[Point-based annotation data]
------------------------------------------------
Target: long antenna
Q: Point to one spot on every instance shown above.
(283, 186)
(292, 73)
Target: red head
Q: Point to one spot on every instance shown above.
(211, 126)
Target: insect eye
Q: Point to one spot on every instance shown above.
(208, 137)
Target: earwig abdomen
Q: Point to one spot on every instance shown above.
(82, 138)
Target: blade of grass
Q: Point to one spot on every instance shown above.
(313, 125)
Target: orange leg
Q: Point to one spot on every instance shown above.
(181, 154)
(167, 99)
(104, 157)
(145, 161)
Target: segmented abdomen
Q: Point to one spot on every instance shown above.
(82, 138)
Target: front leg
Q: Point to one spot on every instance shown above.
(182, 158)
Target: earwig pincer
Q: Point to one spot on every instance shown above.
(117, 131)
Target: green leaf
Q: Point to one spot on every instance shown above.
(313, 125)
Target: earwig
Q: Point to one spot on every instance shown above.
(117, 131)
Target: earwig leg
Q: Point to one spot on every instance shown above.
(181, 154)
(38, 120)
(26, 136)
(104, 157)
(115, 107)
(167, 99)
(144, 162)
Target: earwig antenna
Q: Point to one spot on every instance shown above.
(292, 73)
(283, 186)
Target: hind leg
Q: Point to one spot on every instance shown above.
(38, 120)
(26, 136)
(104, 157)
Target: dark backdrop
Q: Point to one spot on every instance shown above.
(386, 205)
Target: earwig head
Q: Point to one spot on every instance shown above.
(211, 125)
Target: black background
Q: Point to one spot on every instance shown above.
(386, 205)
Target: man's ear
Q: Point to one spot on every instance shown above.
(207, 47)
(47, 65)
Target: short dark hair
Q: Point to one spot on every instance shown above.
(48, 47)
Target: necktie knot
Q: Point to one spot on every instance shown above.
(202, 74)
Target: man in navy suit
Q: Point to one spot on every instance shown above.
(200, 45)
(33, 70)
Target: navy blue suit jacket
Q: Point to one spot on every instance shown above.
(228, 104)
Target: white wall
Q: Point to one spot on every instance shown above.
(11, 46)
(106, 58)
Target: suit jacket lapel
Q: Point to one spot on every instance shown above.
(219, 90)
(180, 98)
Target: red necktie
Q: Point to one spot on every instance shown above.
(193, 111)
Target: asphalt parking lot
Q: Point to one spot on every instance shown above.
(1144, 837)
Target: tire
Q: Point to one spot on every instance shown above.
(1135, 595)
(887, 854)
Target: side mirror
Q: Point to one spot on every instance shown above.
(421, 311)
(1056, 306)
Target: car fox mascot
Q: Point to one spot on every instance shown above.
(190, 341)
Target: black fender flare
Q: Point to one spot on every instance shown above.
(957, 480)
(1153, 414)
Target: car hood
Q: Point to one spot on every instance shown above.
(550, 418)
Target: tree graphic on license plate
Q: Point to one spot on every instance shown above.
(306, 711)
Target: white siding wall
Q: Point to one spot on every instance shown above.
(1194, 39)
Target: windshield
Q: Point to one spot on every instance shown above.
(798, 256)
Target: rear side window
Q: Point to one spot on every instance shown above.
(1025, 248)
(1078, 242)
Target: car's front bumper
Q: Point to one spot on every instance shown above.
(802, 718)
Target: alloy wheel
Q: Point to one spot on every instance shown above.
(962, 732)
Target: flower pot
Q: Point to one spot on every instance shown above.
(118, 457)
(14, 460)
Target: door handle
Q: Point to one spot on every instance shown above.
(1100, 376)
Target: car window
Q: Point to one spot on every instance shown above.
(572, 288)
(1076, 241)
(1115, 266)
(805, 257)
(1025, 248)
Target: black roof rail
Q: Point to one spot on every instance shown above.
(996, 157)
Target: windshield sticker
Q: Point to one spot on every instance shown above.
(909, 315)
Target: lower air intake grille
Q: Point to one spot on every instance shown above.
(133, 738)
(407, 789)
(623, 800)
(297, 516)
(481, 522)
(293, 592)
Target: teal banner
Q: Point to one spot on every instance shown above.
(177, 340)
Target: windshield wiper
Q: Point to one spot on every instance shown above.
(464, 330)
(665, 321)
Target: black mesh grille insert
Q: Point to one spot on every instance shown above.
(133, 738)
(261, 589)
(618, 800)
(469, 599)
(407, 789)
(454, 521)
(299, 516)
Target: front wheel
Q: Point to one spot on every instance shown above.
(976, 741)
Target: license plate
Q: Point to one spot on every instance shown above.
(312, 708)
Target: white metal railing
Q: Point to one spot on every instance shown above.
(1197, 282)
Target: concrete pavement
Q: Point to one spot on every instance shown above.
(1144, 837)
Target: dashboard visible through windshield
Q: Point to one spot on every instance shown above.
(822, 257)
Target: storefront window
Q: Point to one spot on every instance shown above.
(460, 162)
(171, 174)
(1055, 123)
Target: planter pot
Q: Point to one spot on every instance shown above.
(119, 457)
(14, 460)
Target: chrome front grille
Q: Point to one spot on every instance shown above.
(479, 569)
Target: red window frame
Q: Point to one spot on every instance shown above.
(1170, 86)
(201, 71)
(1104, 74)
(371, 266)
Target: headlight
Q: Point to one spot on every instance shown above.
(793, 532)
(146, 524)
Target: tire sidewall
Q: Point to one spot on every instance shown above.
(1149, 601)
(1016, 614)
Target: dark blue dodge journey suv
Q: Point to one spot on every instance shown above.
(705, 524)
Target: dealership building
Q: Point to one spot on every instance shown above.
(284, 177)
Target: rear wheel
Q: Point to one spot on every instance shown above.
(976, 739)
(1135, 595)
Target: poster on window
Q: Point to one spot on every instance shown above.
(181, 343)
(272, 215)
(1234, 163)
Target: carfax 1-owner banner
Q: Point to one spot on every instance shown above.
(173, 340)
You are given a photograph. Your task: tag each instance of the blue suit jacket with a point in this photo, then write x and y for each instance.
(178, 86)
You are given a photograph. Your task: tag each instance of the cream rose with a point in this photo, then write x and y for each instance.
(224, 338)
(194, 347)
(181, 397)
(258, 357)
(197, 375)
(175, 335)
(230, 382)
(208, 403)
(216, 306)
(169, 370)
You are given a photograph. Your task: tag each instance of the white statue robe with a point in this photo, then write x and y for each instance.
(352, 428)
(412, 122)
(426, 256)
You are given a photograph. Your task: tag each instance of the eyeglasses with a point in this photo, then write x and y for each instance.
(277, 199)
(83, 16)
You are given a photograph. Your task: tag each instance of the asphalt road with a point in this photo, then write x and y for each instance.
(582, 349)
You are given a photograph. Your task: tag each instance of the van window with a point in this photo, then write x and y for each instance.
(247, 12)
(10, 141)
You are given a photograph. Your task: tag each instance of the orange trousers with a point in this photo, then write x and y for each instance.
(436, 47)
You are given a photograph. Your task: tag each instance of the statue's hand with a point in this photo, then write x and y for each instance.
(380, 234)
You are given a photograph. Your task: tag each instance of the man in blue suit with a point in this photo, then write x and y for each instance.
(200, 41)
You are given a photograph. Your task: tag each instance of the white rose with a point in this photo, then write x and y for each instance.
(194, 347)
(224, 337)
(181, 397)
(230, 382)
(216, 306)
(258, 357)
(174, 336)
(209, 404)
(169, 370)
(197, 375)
------------------------------------------------
### [TASK TO COMPLETE]
Rewrite the entire listing, swapping each occurrence of "earwig" for "beetle" and leaving everything else unchanged.

### [IN RESPONSE]
Target: long antenna
Q: Point to one spot on every instance shown above.
(283, 186)
(292, 73)
Target: red head
Q: Point to one spot on every instance shown above.
(211, 126)
Target: insect eye
Q: Point to one spot on every instance shown above.
(208, 137)
Target: beetle abdomen
Q: Point to one spot on every instance shown above.
(82, 138)
Target: blade of grass
Q: Point to one spot on every instance shown above.
(313, 125)
Target: orange leg
Q: Point to one spot on every instance shown above.
(181, 154)
(167, 99)
(104, 157)
(145, 161)
Target: segmented abdomen
Q: Point to one spot on every instance shown above.
(82, 138)
Target: front leg
Q: Point to one spot on every instance shown above.
(182, 158)
Target: beetle pincer
Q: Point to one spot on every instance shown above.
(117, 131)
Target: green leaf
Q: Point to one spot on every instance shown above.
(313, 125)
Target: beetle
Q: Point to one spot on every instance shown above.
(117, 131)
Target: beetle leg
Q: Point to one spot on every instance shown above.
(181, 154)
(38, 120)
(26, 136)
(104, 157)
(115, 107)
(167, 99)
(144, 162)
Target: beetle antenna
Q: Point to one spot on every instance shown above.
(292, 73)
(283, 186)
Target: hind leg
Q: Point to one spot on every instance shown above.
(38, 120)
(26, 136)
(104, 157)
Target: dark backdrop
Q: Point to one spot on every instance shown above.
(386, 205)
Target: beetle head
Q: Point to one spot on every instance shown above.
(211, 125)
Target: black background
Q: Point to one spot on every instance shown above.
(386, 205)
Target: man's ear
Q: Point to one spot on every instance shown above.
(207, 47)
(47, 65)
Target: short dark hair
Q: Point to one spot on every instance shown above.
(48, 47)
Target: necktie knot
Q: Point to one spot on every instance shown above.
(202, 74)
Target: man in navy suit
Q: Point to one spot on every instance shown above.
(200, 45)
(33, 70)
Target: navy blue suit jacket
Q: Point to one spot on every instance shown above.
(228, 104)
Target: white wall
Q: Point to one spot on every instance shown above.
(11, 46)
(106, 58)
Target: suit jacket lapel
Q: Point to one spot on every instance shown above.
(219, 90)
(180, 98)
Target: red necktie
Q: Point to one spot on every instance shown above.
(193, 111)
Target: asphalt parking lot
Q: Point to one spot on every instance shown above.
(1144, 837)
Target: tire
Q: Point to one spot on every instance shown above.
(1135, 595)
(887, 854)
Target: side mirror
Q: Point to one spot on every instance shown above.
(421, 311)
(1056, 306)
Target: car fox mascot
Q: Point to one spot on every instance shown above.
(190, 341)
Target: black fender flare
Q: Point to one spot on every instance shown above.
(957, 480)
(1153, 414)
Target: car hood
Q: Point to one spot on every instance shown above.
(550, 418)
Target: tree graphic on license plate
Q: Point to one spot on every instance shown above.
(306, 711)
Target: white siding wall
Q: Point to one spot on every instance shown above.
(1194, 39)
Target: windshield
Q: Point to one spot on every instance shown above.
(798, 256)
Target: rear side window
Q: Point to one spot on every instance shown above.
(1025, 248)
(1078, 242)
Target: car's front bumper
Q: Point to one spot on every instance shown above.
(802, 718)
Target: alloy wheel
Q: Point to one spot on every instance shown above.
(962, 732)
Target: flower pot
Q: Point to one spot on every instance shown above.
(118, 457)
(14, 460)
Target: door handle
Q: Point to one spot on every instance shown above.
(1100, 376)
Target: car window
Q: Point to one spot on every instance shown above.
(572, 288)
(1076, 241)
(1115, 266)
(805, 257)
(1025, 248)
Target: black roof rail
Q: Point to one spot on every instance shown above.
(996, 157)
Target: windshield sticker
Q: Point to one spot on every instance shown above.
(909, 315)
Target: lower air intake grille
Q: Point to one spot on every instance shown above.
(133, 738)
(407, 789)
(623, 800)
(297, 516)
(481, 522)
(293, 592)
Target: teal banner
Q: Point to one spot on every instance shown above.
(177, 340)
Target: windshield wiper
Q: Point to one spot on every instance shown above.
(464, 330)
(665, 321)
Target: black mesh grille insert
Q: Point to one spot on every instance shown above.
(133, 738)
(261, 589)
(618, 800)
(469, 599)
(407, 789)
(454, 521)
(299, 516)
Target: front wheel
Q: Point to one spot on every instance shown above.
(976, 741)
Target: license plate
Q: Point to one spot on every instance shown above.
(312, 708)
Target: white metal railing
Q: Point to one spot on every instance shown above.
(1197, 282)
Target: concrete pavement
Q: Point to one spot on every instance shown above.
(1144, 837)
Target: dashboard visible through windshield
Q: Point to one spot on every instance shown above.
(822, 257)
Target: storefront window
Q: Point to one spot on every instance shown above.
(460, 162)
(171, 174)
(1055, 123)
Target: planter pot
Q: Point to one spot on every instance shown above.
(119, 457)
(14, 460)
Target: chrome front grille
Q: Point to one spot on every instance shown above.
(479, 569)
Target: red window frame
Q: Point to one spot on every instance shown above.
(1170, 86)
(201, 71)
(1104, 74)
(371, 266)
Target: headlight
Q: Point to one spot on every instance shown above.
(793, 532)
(146, 524)
Target: tire sidewall
Q: Point to one spot on every instance shown above.
(1149, 601)
(1016, 614)
Target: dark blue dodge journey suv
Q: Point to one spot on every instance shown above.
(705, 524)
Target: dealership building
Q: Point to one spot on every instance shown above.
(284, 177)
Target: rear wheel
Q: Point to one spot on every instance shown above.
(976, 739)
(1135, 595)
Target: poster on window
Q: Point to one spot on every instance shown above.
(181, 343)
(272, 215)
(1234, 163)
Target: carfax 1-owner banner
Q: Point to one spot on every instance shown above.
(173, 340)
You are given a photograph. Your task: tag each instance of the blue suit jacket with a point in this photo, then write x and y for each instance.
(178, 86)
You are given a photograph. Your task: tag each instance of the cream rose with a point in this photo, then write x and y for each instance.
(224, 338)
(194, 347)
(181, 397)
(258, 357)
(197, 375)
(175, 335)
(230, 382)
(208, 403)
(216, 306)
(169, 370)
You are given a photograph. Your task: tag each instance of the white statue robe with a point in this photo, then write x and y for each instance.
(352, 428)
(412, 122)
(426, 256)
You are given a photograph. Your task: tag each instance of the eyeglasses with a point in this photo, then write x and y for each instance.
(277, 199)
(83, 16)
You are given a photograph. Your task: tag each instance of the asphalt road with a point in this photo, then write x and y for each instance.
(582, 349)
You are given a photograph. Your task: tag each instance of the van window with a point in this photo, then write x and y for each instance.
(247, 12)
(10, 141)
You are given a photograph. Your task: tag each instance of the orange trousers with a point in this photo, then write x and y for each instance.
(436, 47)
You are given a photograph. Your task: tag each instance of the statue's hand with a point in this photo, then write x and y for each instance.
(380, 234)
You are given a photograph. Your task: tag each instance of the man in blue suit with a point in this photo, then write x and y for each instance.
(200, 41)
You are given a photograph. Your task: tag each instance of the white rose with a point in this photo, then write x and y for each instance.
(194, 347)
(224, 337)
(181, 397)
(230, 382)
(216, 306)
(258, 357)
(174, 336)
(209, 404)
(169, 370)
(197, 375)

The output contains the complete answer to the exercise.